# MK3 Jetta - Pressure then no brake pressure



## Xs Studio (Nov 1, 2006)

I've been having issues with my brakes for a week now after upgrading the rear brakes to the aluminum MK4 setup.

All lines were power bled, my brake lines and master cyclinder are not leaking. I get brake pressure to three wheels Left Front, Right Front , Right Rear but not Left Rear. Eveytime i bleed the left rear i loose brake pressure to the right front.

So i said OK let me get the pressure back up to the three wheels and see if i have any braking power. Nope as soon as i turn the car on and hit the brakes it goes all the way down to the floor.

My mechanic bench bled the master cyclinder and assured me there was adequate pressure at the master cyclinder. We power bled the car again and only got brake pressure to two wheels this time around: Left front and Right Rear. He checked the master cylinder again and there was adequate pressure at the master cylinder and it was not leaking.

I installed the old MK3 rear brakes but the issue persisted.

At this point im ordering a new master cylinder but he seems doubtful it will work so im asking you guys would the brake pressure regulating valve cause this issue ?


----------



## greyhare (Dec 24, 2003)

Does the car have ABS?


----------



## germancarnut51 (Mar 23, 2008)

==========

CHALLENGE A
In the Jetta brake thread, which rear brake setup did the poster upgrade to?
CHALLENGE B
Carry on the Jetta brake thread from the point where it stops.

==========

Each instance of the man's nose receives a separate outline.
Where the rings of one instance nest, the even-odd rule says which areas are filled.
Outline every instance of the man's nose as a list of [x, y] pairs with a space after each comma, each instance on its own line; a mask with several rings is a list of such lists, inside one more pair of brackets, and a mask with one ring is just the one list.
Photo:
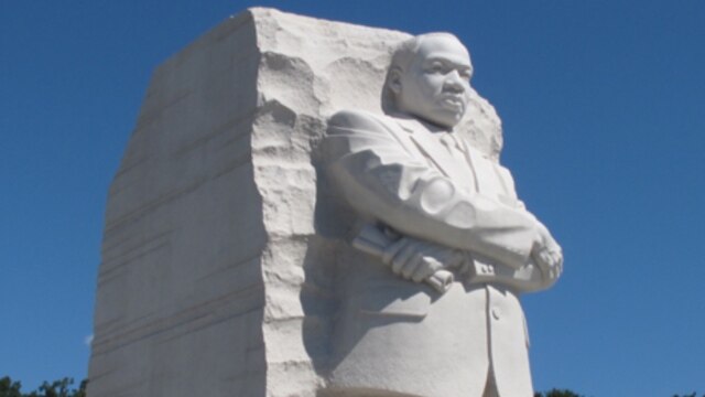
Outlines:
[[452, 89], [456, 93], [463, 93], [465, 90], [465, 81], [460, 77], [458, 71], [452, 71], [445, 78], [444, 86], [446, 89]]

==========

EXPECTED ANSWER A
The aluminum MK4 rear brake setup.

EXPECTED ANSWER B
How did your mechanic determine that there was adequate pressure at the master cylinder? Did he remove the brake lines to the two non-working brakes (one at a time) attach a pressure gauge, and apply the brake pedal to monitor the brake pressure?

If the car doesn't have ABS, I'd say what you need is a new master cylinder. Meyle makes a good alloy bodied replacement master cylinder (non ABS cars) for about $45.


----------



## Xs Studio (Nov 1, 2006)

greyhare said:


> Does the car have ABS?


No it doesnt


----------



## Xs Studio (Nov 1, 2006)

germancarnut51 said:


> How did your mechanic determine that there was adequate pressure at the master cylinder? Did he remove the brake lines to the two non-working brakes (one at a time) attach a pressure gauge, and apply the brake pedal to monitor the brake pressure?
> 
> If the car doesn't have ABS, I'd say what you need is a new master cylinder. Meyle makes a good alloy bodied replacement master cylinder (non ABS cars) for about $45.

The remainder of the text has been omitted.